▶ Instruction
Reproduce the rows below word for word, from their first line through the line containing "point(30, 32)", including both ends. Leave out the pictures.

▶ Source data
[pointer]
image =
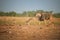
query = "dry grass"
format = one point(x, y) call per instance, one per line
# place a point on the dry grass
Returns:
point(20, 31)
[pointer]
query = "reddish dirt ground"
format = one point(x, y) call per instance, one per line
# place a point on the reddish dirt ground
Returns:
point(30, 32)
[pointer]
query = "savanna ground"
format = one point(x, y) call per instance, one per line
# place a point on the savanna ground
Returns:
point(15, 28)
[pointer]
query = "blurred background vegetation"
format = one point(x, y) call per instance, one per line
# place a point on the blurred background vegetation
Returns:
point(26, 13)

▶ Exercise response
[pointer]
image =
query = "dry grass"
format = one point(x, y) call per instance, one per line
# place a point on the dry grass
Returns:
point(20, 31)
[pointer]
query = "reddish dirt ground"
format = one point(x, y) call per instance, one per line
# place a point on the reddish dirt ground
Returns:
point(30, 32)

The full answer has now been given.